# Supplied passage
+ + +
# DVC Questions from a Newbie



## weh8625 (Dec 8, 2008)

I understand that DVC is a points system.  I have a few questions about how the system works:

1.  How many points does it take to reserve a 2 bedroom unit? Does it depend on location and season? Is there a list somewhere that spells out all the point values needed?

2. Does it matter what your home resort is, or can you reserve at any of the resorts?

3. What is the retail price per point? Where is the cheapest place to buy resale points? What's a good price for resale points?

4. What are the maintenance fees?

5. Does DVC have high trade value in to other resorts?

Thanks in advance for all your help.


----------



## littlestar (Dec 8, 2008)

weh8625 said:


> I understand that DVC is a points system.  I have a few questions about how the system works:
> 
> 1.  How many points does it take to reserve a 2 bedroom unit? Does it depend on location and season? Is there a list somewhere that spells out all the point values needed?
> 
> ...




Hi, here's a link with point charts for the different seasons and DVC resorts. Your best value is using your points with the DVC resorts Sunday through Thursday:

http://www.tagrel.com/Points/DVCPointCharts.shtml

Maintenance fees vary by resort. Here were the 2008 fees per resort:

Animal Kingdom - $4.71
Beach Club Villas - $4.80
BoardWalk Villas - $5.04
Wilderness Lodge Villas - $4.87
Hilton Head - $5.16
Old Key West - $4.56
Saratoga Springs - $4.21
Vero Beach - $6.04

You can book your home resort at 11 months out and all others at 7 months (depending on availability).
+ + +
# Provided data

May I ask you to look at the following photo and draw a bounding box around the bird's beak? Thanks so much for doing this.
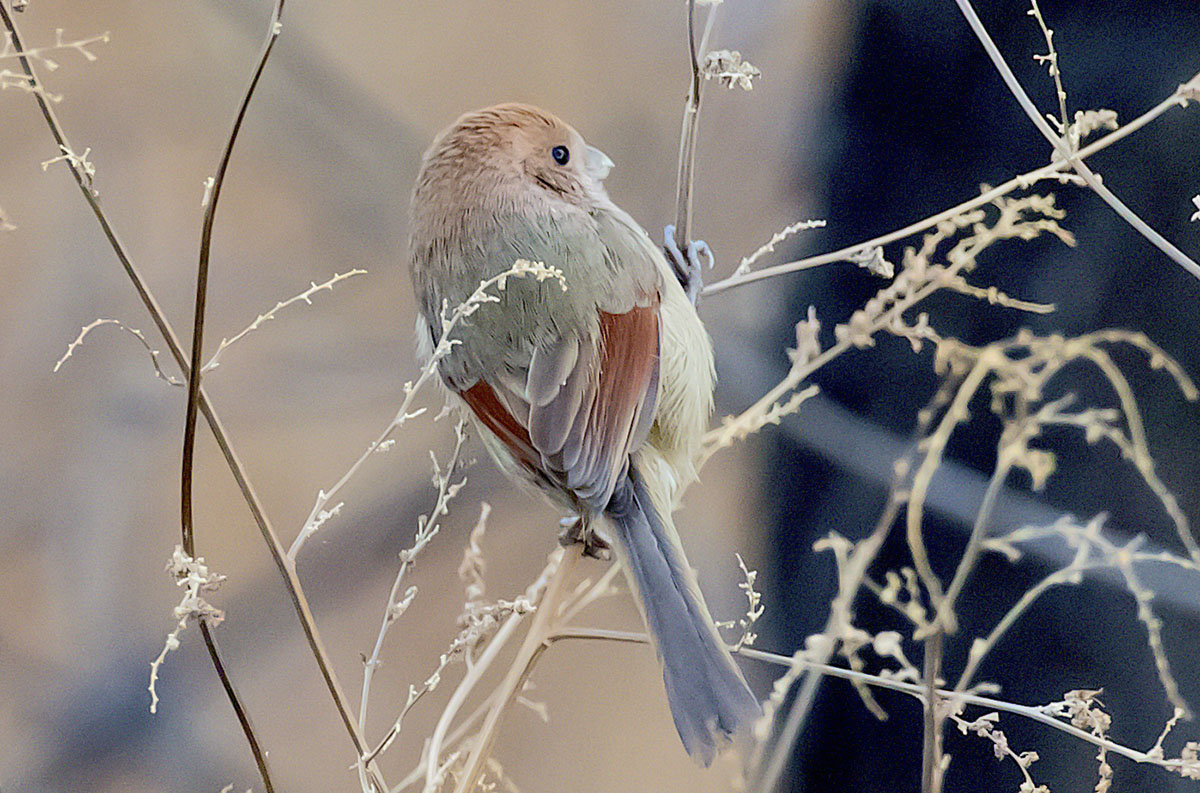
+ + +
# Exercise instructions
a - In the DVC forum thread, what was the 2008 maintenance fee listed for Saratoga Springs?
b - Continue the DVC forum thread from its last line.

# Results of the tasks
a - $4.21

b -
Retail price varies by resorts - the Bay Lake Tower is $112 without a discount, but $107 if you buy a certain amount. I can't remember the price for Animal Kingdom but I know it's less than BLT. The best value resale (for the extra years) is Saratoga in my opinion. All the resorts are Right to Use and have different ending dates. Saratoga expires in 2054. BLT and Animal Kingdom have later ending dates (by a few years). All the older resorts, OKW, VWL, BWV, BCV, Vero and Hilton Head expire in 2042. Resale for Saratoga is usually around $15 to $20 less than what Disney direct sells it for. But you have to watch the points - if it's a stripped contract, I value the points at, at least $10.00 a point. So if a 150 point contract only has 2009 points, those missing 150 points in 2008 are worth $1,500 to me. Here are a few resalers that I know of:

http://www.atimeshare.com/disney/buy-disney.html
http://www.dvcbyresale.com/index.php
http://www.dvc-resales.com/dvclisting.cfm

I would not buy DVC points to trade on a regular basis - buy to use at Disney. Buy a cheaper system or timeshare to trade. Most DVC trades would be a step down unless you could get another high end resort (like for like).


----------



## tomandrobin (Dec 8, 2008)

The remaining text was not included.